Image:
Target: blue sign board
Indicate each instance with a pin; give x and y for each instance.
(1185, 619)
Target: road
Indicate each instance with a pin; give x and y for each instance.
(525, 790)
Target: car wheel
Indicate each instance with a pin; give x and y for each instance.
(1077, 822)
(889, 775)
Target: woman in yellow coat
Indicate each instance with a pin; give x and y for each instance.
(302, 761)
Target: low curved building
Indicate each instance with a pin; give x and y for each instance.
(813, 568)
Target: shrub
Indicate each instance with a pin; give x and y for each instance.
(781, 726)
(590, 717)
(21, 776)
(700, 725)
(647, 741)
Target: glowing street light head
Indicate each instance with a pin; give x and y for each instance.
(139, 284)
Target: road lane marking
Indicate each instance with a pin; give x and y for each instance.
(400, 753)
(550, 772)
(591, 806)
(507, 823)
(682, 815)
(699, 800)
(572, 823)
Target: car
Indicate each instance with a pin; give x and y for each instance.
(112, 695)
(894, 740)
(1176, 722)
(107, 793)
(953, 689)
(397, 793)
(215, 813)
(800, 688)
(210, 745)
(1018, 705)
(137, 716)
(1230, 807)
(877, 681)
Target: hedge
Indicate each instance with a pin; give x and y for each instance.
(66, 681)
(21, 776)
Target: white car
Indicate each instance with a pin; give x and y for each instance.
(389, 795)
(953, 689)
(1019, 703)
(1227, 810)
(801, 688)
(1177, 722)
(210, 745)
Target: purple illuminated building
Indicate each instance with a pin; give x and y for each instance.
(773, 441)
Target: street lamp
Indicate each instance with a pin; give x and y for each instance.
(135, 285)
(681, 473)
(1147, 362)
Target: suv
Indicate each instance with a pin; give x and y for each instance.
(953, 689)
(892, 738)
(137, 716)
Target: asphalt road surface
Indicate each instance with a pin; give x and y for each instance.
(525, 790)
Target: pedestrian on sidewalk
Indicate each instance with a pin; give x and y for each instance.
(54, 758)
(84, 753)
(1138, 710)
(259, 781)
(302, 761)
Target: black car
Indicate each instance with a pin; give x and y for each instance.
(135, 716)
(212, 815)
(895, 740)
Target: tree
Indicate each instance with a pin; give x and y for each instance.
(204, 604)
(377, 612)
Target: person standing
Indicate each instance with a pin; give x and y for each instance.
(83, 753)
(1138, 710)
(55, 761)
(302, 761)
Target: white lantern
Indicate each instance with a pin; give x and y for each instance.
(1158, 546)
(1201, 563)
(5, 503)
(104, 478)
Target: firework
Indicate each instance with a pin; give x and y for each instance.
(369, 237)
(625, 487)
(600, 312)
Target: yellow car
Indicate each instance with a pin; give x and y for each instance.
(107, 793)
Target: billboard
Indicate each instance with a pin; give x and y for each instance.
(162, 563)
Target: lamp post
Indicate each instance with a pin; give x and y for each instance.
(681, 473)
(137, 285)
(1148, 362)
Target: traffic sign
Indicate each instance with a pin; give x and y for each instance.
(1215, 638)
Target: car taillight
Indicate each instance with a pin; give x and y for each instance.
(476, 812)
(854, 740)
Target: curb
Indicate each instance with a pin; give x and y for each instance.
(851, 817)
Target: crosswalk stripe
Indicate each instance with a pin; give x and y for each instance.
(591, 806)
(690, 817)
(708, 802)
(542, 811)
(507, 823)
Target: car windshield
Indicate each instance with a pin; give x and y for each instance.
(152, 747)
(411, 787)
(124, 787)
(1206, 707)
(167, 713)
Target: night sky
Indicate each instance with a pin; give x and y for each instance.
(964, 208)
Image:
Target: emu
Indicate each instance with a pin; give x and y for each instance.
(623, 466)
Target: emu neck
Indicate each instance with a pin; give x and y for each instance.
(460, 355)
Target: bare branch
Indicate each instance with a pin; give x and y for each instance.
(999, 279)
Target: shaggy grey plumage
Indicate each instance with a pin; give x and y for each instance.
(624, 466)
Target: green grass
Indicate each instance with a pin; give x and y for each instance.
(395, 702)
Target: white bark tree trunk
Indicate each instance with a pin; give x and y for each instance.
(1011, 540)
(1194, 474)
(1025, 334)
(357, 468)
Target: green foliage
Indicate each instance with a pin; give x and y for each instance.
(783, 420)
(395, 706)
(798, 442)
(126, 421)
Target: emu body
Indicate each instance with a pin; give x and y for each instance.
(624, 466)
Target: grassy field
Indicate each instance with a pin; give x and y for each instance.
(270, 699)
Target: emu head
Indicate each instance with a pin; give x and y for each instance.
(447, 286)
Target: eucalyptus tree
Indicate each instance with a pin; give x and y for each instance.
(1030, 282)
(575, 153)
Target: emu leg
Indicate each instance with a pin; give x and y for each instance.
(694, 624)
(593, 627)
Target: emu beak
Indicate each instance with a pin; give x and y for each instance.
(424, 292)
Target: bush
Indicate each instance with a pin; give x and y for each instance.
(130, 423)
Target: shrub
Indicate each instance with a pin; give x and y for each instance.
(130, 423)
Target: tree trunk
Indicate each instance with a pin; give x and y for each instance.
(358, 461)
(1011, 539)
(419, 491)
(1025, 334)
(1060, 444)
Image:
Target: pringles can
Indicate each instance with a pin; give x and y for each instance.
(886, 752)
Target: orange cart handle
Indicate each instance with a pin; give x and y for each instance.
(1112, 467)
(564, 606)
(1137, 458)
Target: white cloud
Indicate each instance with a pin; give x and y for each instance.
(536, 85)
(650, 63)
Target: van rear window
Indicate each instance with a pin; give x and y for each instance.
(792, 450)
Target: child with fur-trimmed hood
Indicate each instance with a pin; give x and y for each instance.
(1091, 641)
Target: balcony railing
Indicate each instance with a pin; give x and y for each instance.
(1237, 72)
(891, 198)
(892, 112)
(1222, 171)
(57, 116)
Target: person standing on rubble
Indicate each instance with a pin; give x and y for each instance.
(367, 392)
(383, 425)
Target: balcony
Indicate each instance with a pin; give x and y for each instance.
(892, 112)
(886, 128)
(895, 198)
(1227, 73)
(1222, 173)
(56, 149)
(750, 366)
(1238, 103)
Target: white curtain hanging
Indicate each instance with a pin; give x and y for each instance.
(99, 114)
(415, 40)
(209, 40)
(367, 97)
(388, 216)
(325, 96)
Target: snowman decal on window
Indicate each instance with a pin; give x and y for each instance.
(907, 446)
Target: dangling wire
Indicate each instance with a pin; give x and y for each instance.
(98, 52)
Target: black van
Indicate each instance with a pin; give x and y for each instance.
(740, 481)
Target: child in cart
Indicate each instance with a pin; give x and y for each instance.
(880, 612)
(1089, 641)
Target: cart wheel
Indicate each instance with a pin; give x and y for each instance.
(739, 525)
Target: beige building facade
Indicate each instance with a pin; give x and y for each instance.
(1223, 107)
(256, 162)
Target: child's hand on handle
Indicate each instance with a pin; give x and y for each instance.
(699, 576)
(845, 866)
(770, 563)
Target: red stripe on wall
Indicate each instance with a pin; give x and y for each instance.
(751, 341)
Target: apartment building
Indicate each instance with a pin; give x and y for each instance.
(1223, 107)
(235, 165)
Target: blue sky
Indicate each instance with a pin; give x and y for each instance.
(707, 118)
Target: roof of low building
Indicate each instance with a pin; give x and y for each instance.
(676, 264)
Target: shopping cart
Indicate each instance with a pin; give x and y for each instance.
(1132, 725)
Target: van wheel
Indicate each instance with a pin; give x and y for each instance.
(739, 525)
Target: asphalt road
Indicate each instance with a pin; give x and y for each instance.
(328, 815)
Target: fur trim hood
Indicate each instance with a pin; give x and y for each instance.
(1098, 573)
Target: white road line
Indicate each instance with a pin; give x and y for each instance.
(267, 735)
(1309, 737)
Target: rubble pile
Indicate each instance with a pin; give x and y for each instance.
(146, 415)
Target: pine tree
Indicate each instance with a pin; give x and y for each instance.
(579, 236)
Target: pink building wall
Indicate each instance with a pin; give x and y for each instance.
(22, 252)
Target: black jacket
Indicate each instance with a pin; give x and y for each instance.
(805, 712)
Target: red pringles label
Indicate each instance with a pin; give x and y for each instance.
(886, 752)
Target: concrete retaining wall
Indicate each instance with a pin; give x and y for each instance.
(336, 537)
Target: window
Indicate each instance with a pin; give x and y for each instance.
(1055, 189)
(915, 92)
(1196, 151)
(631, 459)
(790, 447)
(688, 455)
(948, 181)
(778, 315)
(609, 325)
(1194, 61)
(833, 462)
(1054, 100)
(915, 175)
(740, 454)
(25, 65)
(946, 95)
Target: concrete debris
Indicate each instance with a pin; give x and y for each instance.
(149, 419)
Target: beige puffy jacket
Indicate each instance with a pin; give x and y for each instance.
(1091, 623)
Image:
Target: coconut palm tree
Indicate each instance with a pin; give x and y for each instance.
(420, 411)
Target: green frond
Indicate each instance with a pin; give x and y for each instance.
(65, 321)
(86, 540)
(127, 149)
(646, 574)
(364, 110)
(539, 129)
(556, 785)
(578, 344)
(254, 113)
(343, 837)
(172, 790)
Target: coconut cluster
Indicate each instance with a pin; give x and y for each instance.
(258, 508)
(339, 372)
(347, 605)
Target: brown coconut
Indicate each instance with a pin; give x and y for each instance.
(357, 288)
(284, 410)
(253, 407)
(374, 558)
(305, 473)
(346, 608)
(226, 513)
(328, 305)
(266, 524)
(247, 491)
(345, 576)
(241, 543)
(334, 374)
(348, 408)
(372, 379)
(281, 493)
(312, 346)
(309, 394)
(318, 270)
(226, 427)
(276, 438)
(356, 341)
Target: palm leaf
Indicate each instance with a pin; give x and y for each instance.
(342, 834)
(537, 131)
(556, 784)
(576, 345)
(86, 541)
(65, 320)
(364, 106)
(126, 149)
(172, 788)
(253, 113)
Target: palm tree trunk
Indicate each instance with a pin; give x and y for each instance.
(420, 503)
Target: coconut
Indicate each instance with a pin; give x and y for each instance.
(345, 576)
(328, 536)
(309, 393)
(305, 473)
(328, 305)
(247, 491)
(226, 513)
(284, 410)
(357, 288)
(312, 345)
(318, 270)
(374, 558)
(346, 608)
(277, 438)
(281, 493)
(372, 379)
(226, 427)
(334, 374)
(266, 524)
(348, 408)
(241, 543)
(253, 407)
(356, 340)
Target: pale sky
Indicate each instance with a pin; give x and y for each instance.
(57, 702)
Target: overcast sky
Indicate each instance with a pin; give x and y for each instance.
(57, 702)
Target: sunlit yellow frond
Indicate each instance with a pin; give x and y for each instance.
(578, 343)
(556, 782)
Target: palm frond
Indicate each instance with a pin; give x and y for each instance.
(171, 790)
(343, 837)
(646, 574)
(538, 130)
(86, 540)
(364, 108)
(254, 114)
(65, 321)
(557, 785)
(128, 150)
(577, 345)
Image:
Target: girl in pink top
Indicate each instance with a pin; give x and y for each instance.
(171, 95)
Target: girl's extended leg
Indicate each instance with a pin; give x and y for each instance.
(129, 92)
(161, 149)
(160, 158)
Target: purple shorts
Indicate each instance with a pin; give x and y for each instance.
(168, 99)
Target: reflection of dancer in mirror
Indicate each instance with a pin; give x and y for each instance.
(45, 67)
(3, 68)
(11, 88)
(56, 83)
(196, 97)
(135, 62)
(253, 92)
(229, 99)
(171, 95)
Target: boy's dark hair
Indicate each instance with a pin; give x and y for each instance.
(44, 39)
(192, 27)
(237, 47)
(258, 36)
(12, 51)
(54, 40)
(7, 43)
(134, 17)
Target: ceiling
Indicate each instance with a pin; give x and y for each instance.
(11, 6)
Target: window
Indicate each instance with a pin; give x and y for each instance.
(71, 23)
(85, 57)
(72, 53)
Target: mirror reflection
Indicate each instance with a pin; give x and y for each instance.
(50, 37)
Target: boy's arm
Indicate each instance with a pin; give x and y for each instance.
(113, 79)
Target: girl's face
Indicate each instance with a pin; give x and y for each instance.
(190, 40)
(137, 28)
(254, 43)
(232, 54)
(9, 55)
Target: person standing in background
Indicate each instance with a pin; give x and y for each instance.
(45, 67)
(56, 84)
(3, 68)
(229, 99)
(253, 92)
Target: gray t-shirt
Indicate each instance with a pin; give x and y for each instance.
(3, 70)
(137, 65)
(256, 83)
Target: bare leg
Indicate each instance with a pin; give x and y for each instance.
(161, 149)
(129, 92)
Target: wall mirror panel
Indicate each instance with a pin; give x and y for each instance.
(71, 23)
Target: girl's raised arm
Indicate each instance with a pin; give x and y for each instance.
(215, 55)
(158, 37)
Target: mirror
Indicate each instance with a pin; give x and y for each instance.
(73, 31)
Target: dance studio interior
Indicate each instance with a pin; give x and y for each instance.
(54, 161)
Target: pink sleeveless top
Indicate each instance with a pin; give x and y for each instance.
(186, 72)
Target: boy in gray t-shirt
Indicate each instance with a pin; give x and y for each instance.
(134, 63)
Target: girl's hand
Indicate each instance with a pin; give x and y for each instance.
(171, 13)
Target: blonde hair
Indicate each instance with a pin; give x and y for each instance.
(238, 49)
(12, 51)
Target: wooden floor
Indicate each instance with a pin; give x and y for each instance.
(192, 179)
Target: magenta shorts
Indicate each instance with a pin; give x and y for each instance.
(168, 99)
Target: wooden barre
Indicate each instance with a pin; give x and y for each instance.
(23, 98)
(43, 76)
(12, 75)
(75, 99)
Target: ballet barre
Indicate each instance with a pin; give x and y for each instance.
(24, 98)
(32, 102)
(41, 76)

● ● ●

▶ Aim:
Emit verbatim the lines running from the one with "Target: person standing in background" through the last line of the data, both endpoints inclusive.

▶ Solved exercise:
Target: person standing in background
Indicate each instance with a pin; give x and y for each instance.
(45, 67)
(56, 84)
(3, 68)
(229, 99)
(253, 92)
Target: gray t-shirt
Indicate each instance with a pin; give x and y for each instance.
(3, 70)
(137, 65)
(256, 83)
Target: bare leg
Indicate each instance with a pin; give x and y for each instance.
(161, 149)
(129, 92)
Target: wall mirror panel
Indicate each instance with a pin; give x and y for each instance.
(71, 23)
Target: girl's raised arm
Indicate each instance with a pin; give x and y for each instance.
(215, 55)
(158, 37)
Target: mirror
Indicate each instance with a pin; give x and y for each instance.
(73, 31)
Target: dance studio interior
Indicate each instance with a pin; give x and y for each instance.
(54, 161)
Target: pink sleeveless top
Indicate each instance with a pin; give x and y for each instance.
(186, 72)
Target: boy in gray t-shirt
Indicate each instance with a pin; give x and y for each instance.
(134, 63)
Target: girl's hand
Indicate each instance with a pin; give x and y for each instance.
(171, 13)
Target: blonde hair
Indicate each instance with a pin; give x and y for each instance.
(238, 49)
(12, 51)
Target: wooden floor
Indicate each instance with a pin; give x and y for each instance.
(192, 179)
Target: magenta shorts
Indicate each instance with a pin; give x and y for each instance.
(168, 99)
Target: wooden barre
Indicate each instance with a pin; give x and y for each instance.
(23, 98)
(43, 76)
(12, 75)
(75, 99)
Target: ballet barre
Indicate each instance with a pin; give x and y for each instance.
(24, 98)
(32, 102)
(41, 76)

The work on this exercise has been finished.